§ Written exercise:
Extend the forum thread about the dog shelter, beginning with the post under its final GoldensGirl heading.

§ Given passage:
# My Hearts Desire



## BeauShel (May 20, 2007)

I posted it to my facebook page. Those dog's stories broke my heart.


----------



## C's Mom (Dec 7, 2009)

Those poor dogs. They've done a great job for those dogs and I hope the larger community will come together to help this shelter continue.

The cruetly of humankind is......well, this is a family board so I'll keep my yap shut.


----------



## Laurie (Sep 20, 2009)

I don't know why I read these at work.........those poor innocent babies.

I also posted it to my Facebook page.


----------



## Diesel's Mom (Oct 17, 2008)

Thank yall. This is who I will be fostering for


----------



## BeauShel (May 20, 2007)

Thank you for fostering with them.


----------



## GoldensGirl (Aug 2, 2010)

Bumping up.


----------



## GoldensGirl (Aug 2, 2010)

§ Records:
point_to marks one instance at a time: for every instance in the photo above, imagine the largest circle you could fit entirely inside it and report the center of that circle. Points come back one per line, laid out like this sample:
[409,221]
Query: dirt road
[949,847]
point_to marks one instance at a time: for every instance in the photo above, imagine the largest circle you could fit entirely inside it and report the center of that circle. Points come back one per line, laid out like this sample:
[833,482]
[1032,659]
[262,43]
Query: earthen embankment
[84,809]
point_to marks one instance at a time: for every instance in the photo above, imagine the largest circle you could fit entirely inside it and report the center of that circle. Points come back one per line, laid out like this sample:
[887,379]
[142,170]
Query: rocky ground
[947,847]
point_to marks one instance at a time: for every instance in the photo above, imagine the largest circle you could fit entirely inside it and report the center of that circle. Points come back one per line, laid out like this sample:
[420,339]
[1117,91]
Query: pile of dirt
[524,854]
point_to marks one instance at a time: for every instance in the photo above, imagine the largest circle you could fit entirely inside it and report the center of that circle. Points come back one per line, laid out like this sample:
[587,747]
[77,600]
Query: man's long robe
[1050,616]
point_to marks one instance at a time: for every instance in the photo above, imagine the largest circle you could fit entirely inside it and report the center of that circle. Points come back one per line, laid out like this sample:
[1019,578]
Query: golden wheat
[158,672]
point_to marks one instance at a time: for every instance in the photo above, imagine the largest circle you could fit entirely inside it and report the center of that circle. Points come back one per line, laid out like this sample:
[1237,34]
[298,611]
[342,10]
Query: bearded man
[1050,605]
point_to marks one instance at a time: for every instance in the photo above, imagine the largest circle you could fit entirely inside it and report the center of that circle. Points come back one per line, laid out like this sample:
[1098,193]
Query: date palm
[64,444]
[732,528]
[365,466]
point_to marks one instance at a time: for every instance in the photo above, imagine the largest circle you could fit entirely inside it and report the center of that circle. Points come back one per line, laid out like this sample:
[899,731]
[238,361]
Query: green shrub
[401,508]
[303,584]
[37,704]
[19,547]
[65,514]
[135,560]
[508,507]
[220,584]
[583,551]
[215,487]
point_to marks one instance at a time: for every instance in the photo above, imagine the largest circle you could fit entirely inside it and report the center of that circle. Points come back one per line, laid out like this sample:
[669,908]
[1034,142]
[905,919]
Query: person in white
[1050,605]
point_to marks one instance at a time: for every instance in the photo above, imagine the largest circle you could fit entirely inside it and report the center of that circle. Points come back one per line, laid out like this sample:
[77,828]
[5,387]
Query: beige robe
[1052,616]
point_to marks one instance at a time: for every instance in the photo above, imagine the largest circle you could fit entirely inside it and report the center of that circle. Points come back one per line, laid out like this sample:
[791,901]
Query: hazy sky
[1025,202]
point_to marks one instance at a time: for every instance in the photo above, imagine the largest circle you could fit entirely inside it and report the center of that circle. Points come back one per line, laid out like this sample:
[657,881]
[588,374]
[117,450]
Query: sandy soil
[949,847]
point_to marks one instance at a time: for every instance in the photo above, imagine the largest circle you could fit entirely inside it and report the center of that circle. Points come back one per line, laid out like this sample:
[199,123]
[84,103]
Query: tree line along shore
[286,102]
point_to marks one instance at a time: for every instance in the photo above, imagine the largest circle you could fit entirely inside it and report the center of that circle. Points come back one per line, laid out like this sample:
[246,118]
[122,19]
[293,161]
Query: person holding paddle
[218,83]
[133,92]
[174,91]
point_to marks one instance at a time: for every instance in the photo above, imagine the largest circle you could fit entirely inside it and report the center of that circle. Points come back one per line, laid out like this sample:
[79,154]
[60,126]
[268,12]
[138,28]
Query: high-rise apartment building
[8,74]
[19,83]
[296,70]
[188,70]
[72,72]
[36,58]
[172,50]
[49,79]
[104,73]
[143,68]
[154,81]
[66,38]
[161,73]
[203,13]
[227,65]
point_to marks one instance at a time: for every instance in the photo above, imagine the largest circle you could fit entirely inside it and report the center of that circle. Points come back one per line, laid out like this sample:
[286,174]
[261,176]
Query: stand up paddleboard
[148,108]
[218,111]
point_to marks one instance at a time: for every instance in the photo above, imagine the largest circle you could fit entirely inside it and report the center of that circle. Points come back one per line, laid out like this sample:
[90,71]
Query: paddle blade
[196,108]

§ Expected answer:
Bumping up.


----------



## GoldensGirl (Aug 2, 2010)

Bumping up.


----------



## Karen519 (Aug 21, 2006)

*Diesel's Mom*

Diesel's Mom

God Bless My Heart's Desire and you for fostering for them!
Do you know when you will get your foster and who it will be?


----------



## Diesel's Mom (Oct 17, 2008)

I'm not sure yet. I am making sure everything works out with Tucker first, before I take in another foster.


----------



## Karen519 (Aug 21, 2006)

*Diesels Mom*

Diesels Mom

Sounds good-keep us posted!!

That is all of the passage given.